PROBLEM TO SOLVE: Exactly and only the lines from the one with "Please place a point on the man's lips" through the end of the listing are to be transcribed, both ends included.
--- START EXERCISE MATERIAL ---
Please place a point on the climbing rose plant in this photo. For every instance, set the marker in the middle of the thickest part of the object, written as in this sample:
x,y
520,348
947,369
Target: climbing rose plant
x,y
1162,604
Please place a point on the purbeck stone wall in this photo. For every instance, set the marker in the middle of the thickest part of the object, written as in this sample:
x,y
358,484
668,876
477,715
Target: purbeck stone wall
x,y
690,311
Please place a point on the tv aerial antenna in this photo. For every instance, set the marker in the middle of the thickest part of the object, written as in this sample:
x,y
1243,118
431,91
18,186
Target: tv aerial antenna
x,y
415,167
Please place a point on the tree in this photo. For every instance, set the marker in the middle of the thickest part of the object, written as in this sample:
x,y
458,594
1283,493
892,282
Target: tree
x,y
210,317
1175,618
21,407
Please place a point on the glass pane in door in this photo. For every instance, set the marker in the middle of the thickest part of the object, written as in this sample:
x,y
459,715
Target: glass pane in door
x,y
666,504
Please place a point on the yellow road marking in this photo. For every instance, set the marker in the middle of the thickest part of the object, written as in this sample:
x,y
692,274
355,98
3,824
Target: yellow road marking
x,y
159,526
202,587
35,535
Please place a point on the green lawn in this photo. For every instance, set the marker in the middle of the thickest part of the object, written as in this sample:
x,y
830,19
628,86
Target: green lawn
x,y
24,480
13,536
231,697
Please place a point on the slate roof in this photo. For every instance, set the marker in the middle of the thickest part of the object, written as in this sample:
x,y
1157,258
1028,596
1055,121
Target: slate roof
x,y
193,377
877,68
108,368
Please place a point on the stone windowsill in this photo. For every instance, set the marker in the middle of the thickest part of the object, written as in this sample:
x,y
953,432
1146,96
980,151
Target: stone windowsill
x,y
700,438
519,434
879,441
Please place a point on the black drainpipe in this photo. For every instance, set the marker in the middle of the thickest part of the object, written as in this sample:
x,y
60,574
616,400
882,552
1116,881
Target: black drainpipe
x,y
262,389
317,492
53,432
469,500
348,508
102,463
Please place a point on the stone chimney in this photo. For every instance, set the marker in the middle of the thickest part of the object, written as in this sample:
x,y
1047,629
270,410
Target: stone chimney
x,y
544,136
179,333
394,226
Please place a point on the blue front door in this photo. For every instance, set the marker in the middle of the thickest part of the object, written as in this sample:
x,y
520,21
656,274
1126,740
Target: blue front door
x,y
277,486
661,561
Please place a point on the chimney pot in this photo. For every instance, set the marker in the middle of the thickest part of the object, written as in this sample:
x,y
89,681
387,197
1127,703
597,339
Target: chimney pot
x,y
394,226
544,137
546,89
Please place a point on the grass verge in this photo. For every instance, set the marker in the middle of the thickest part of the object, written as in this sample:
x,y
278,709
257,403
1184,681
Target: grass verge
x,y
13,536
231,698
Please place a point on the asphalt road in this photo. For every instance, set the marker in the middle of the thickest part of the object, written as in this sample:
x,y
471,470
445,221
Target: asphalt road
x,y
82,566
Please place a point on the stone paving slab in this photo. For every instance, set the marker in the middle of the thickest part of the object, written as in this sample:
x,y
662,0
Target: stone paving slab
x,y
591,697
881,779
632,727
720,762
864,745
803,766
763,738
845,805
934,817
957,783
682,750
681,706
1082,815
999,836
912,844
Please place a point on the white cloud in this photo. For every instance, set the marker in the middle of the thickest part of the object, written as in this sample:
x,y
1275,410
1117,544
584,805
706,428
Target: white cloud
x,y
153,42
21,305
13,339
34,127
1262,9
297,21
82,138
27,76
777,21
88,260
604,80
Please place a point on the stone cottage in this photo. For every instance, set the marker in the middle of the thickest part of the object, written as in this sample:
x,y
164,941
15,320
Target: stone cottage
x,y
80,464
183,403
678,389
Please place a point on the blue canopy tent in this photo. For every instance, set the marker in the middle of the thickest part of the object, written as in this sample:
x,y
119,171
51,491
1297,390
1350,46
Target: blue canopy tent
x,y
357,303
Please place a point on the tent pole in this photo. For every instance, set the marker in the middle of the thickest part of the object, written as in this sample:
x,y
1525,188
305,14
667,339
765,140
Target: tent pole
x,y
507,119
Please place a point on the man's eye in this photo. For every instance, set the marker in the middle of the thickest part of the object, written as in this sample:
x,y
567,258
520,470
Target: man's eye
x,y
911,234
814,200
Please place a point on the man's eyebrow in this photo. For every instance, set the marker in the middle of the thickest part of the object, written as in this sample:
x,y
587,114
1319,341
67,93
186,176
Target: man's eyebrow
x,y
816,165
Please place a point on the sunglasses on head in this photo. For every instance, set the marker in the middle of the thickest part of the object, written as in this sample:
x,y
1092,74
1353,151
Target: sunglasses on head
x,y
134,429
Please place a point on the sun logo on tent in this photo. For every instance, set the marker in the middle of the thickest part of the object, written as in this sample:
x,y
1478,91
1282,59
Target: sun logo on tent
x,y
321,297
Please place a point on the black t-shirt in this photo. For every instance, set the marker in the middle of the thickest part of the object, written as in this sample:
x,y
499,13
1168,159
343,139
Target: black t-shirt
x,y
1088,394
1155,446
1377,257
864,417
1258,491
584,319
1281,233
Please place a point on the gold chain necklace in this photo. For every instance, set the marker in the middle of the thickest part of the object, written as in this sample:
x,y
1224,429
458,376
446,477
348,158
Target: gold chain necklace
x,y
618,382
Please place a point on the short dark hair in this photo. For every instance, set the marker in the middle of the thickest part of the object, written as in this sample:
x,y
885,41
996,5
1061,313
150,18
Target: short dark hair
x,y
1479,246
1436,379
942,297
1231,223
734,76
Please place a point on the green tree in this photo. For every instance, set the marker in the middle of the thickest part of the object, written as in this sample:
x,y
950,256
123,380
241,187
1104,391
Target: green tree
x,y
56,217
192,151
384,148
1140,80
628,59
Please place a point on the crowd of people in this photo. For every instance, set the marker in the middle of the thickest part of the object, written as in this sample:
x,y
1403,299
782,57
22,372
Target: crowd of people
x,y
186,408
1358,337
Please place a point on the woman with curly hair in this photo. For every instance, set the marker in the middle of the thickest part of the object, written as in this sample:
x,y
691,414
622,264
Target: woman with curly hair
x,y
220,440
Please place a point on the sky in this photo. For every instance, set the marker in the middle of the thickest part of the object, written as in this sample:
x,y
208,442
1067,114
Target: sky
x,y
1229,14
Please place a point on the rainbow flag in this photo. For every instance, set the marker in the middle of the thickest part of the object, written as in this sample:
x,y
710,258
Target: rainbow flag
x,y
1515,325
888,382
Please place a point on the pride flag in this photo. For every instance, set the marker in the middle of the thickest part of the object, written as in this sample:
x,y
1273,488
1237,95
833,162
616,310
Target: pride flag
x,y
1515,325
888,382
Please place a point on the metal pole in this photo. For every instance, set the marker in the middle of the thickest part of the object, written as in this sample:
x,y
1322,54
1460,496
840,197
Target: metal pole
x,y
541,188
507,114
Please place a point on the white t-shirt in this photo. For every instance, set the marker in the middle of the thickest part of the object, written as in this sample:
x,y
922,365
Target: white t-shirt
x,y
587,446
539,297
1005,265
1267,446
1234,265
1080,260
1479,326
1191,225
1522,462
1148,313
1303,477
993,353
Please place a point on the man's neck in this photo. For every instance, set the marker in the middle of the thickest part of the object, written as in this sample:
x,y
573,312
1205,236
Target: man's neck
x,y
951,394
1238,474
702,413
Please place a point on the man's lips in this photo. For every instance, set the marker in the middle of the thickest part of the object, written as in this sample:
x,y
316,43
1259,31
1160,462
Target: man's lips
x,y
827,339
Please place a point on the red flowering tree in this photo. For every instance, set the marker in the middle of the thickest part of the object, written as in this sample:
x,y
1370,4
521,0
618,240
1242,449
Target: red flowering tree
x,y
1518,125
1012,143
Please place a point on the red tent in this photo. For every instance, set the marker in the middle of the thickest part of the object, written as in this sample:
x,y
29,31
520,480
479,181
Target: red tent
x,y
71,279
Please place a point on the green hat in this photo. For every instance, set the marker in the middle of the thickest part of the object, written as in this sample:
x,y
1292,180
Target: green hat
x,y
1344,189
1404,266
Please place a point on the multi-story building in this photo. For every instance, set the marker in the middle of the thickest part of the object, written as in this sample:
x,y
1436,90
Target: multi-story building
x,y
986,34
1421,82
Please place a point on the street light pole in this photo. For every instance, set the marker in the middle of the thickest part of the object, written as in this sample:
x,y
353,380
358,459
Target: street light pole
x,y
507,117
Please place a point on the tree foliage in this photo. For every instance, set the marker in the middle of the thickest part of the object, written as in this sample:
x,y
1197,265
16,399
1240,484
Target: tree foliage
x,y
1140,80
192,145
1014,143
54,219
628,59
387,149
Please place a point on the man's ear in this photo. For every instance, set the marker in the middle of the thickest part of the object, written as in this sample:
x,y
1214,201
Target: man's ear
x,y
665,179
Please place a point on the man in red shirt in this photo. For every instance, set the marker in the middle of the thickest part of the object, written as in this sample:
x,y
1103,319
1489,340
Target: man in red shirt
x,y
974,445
--- END EXERCISE MATERIAL ---
RESULT OF THE EXERCISE:
Please place a point on the man's lips in this photo. For every instance, set the marker in the middle of the thickest part of the object, written as in this sample:
x,y
316,43
1259,31
1160,462
Target: man's lips
x,y
827,339
Please place a point on the red flowering tree in this photo. For every instance, set the marker in the middle of the thickest part of the object, written as in this sample:
x,y
1370,4
521,0
618,240
1242,449
Target: red flowering tree
x,y
1518,125
1012,143
Please place a point on the red tent in this photo. For every instance, set the marker in the middle of the thickest part of the object, written as in this sample:
x,y
29,31
520,480
479,181
Target: red tent
x,y
71,279
Please place a point on the green hat in this photo. For every instance, set the marker in the middle of the thickest part of the object, written as in this sample:
x,y
1292,180
Target: green hat
x,y
1344,189
1404,266
Please place a point on the multi-story building in this photo. For every instance, set the marker in the middle of the thickest part of the object, written as in this sample:
x,y
1436,90
Target: multi-story building
x,y
986,34
1421,82
Please place a point on the street light pole in this photo. For every instance, set the marker in the middle of the thickest part of the object, written as in this sample:
x,y
353,380
358,459
Target: street light pole
x,y
507,117
Please place a point on the tree foliage in this photo. For every instance, set the marker in the middle of the thickest part of the object, written as in this sample:
x,y
1197,265
16,399
1240,484
Target: tree foliage
x,y
1140,80
192,145
1014,143
54,219
628,59
387,149
Please place a point on the man's ear in this photo. For every instance, set the marker in the middle of the thickest part of the object, written as in this sample:
x,y
1214,201
Target: man's ear
x,y
665,179
Please place a point on the man in red shirt in this photo. For every instance, set the marker in the middle of the thickest part of the object, written as in this sample:
x,y
1103,319
1489,340
Target: man in red shirt
x,y
974,445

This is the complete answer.